#### Sayfa alıntısı:
Florey ve takımı, Penicillium chrysogenum (o zamanlar P. notatum idi) küfünden sadece 4 gram bileşik çıkarmayı başardılar; bu, yaklaşık bir günlük tedavi değeri için yeterliydi.
Bunun tedavi bakımından etkilerini test etmek amacıyla maddeyi, kötü bir Streptococcus pyogenes enfeksiyonu geçirmiş olan Albert Alexander adındaki bir hastaya enjekte ettiler.
Araştırmacılar sonraki dört gün boyunca Alexander’ın idrarından mümkün olduğu kadar penisilini geri kazandılar ve onu yavaşça azalan dozlarla tedavi etmeye devam ettiler.
Maalesef hasta için bu yeterli değildi. Hastanın enfeksiyonu başlangıçta azaldı fakat sonunda ilaç bittiği zaman onun yaşamına mal oldu.
Hastalarını kaybeden fakat bakterisel enfeksiyona karşı güçlü bir tedavi konusunda penisilinin kuvvetli mücadeleci olduğunu pekiştiren Florey ve meslektaşları için bu durum, büyük kayıplarla elde edilen bir zafer gibiydi.
Penisilini ilk defa bir antibiyotik bileşeni olarak belirleyen Alexander Fleming, bakterilerin, bileşenin zehirli etkisine alışık hale gelebileceğini uzun zamandır anlamıştı.
Fleming, 1945 Nobel Fizyoloji veya Tıp Ödülü için yaptığı kabul konuşmasında, “Eğer penisilin kullanırsanız, yeteri kadar kullanın!” diye tavsiye vermişti.

#### Veri kümesi kayıtları:
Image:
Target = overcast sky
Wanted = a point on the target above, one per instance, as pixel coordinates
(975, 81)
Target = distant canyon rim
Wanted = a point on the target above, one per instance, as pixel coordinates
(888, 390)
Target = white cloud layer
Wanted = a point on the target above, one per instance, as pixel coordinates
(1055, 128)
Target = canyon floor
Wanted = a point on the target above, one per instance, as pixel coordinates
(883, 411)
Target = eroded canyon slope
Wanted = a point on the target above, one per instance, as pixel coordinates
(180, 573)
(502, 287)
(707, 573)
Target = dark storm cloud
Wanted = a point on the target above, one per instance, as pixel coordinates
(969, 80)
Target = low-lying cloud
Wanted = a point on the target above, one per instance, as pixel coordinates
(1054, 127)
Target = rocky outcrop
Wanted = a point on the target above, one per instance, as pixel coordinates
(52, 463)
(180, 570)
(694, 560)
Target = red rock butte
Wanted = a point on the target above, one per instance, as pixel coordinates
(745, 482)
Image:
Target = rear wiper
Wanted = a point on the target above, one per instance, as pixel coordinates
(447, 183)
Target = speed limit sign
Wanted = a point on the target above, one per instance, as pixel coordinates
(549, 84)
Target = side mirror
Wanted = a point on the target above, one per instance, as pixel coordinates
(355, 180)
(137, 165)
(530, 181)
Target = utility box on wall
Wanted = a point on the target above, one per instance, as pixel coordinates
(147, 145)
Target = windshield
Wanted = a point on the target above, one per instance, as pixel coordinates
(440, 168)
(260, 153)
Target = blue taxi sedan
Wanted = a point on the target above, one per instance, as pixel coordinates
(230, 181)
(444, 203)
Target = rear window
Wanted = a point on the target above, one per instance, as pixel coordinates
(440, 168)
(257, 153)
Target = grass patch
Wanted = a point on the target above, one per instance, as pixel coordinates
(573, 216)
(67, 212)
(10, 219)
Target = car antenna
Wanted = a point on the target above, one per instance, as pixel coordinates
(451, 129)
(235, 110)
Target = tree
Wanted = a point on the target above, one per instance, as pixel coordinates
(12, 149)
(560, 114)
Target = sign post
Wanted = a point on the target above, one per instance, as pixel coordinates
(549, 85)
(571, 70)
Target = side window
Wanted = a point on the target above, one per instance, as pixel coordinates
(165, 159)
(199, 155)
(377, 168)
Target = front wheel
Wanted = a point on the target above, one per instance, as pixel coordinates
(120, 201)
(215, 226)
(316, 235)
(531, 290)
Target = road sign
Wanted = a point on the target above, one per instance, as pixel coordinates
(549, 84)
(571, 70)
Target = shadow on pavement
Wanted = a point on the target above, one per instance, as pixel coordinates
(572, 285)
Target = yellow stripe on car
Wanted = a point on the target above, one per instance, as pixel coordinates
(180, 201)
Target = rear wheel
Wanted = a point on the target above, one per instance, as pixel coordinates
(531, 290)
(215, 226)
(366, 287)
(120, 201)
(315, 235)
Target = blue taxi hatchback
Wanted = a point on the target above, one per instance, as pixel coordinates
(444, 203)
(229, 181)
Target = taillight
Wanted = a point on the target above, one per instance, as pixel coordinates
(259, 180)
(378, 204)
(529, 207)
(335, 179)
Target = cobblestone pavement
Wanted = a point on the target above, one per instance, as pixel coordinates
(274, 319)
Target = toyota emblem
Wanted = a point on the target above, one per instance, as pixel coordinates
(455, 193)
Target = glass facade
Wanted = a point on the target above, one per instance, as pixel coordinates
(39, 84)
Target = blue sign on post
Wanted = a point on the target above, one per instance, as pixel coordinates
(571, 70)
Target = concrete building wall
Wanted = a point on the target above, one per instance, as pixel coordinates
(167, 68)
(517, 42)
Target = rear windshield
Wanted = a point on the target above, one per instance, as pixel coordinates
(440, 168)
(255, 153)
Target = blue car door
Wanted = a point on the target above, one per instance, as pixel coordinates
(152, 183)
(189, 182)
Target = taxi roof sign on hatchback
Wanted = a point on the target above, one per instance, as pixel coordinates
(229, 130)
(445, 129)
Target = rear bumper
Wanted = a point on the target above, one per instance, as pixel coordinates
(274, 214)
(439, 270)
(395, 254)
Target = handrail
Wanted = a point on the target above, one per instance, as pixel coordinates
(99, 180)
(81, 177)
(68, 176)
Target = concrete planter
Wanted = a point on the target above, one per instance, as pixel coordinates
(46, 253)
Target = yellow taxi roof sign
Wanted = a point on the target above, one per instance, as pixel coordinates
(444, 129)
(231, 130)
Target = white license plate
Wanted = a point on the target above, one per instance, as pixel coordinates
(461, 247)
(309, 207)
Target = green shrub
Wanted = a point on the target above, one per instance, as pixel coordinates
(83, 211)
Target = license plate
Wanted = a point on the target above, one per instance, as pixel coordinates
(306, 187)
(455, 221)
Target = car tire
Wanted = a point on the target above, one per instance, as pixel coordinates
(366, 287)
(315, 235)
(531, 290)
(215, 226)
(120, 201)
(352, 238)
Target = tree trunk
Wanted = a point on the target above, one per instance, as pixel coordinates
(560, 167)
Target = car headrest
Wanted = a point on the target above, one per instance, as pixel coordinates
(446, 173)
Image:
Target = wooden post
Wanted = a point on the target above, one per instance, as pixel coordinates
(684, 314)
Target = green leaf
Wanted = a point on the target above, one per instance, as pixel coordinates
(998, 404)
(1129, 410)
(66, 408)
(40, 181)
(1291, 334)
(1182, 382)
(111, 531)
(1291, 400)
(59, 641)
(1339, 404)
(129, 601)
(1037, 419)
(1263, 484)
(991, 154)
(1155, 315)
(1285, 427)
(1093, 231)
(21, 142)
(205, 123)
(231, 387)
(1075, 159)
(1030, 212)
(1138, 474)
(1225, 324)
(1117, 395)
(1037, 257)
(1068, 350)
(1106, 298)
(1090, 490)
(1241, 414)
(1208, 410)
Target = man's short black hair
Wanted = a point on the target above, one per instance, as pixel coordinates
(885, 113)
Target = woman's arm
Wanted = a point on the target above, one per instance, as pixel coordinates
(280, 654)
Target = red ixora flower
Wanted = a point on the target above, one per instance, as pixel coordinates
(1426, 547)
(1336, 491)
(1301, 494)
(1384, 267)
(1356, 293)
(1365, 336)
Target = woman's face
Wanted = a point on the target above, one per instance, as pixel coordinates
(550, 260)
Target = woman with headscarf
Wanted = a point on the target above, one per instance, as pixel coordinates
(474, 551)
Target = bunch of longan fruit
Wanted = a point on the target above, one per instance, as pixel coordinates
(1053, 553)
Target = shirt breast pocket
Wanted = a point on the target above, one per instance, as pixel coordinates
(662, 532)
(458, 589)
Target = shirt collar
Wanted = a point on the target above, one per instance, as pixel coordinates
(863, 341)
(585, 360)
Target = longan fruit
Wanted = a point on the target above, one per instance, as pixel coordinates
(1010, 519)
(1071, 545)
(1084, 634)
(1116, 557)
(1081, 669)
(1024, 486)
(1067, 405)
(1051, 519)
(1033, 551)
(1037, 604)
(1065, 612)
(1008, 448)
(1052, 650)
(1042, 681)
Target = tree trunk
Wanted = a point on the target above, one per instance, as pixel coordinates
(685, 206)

#### Yapılacak işler:
**A)** Penisilin hakkındaki alıntıya göre Florey ve takımı küften kaç gram bileşik çıkarabildi?
**B)** Penisilin hakkındaki alıntıyı son cümlesinden sonra sürdürün.

#### Sırayla cevaplar:
**A)** Sadece 4 gram.

**B)**
Llewelyn ve meslektaşı uzmanlara göre, bu ilk mesajların (geride dirençli bakteriler bırakma ve çok kısa bir süreçten sonra ölen hasta ihtimaline dair) o zamandan beri tıbbi sezgiyi etkisi altında bırakarak, hastaları en yaygın hastalıkları tedavi etmek için gerekenden daha fazla antibiyotik almaya teşvik etmişti.
Diğer taraftan, bir enfeksiyona atom bombası atmanın da önemli olduğu vakalar bulunuyor.
Mycobacterium tuberculosis ve Salmonella typhi gibi enfeksiyon uzmanı olan etmenler ve hatta HIV gibi bakterisel olmayan hastalık yapıcılar ile sıtmadan sorumlu olan parazitler, kendiliğinden mutasyon geçirip dirençli hale gelebilirler.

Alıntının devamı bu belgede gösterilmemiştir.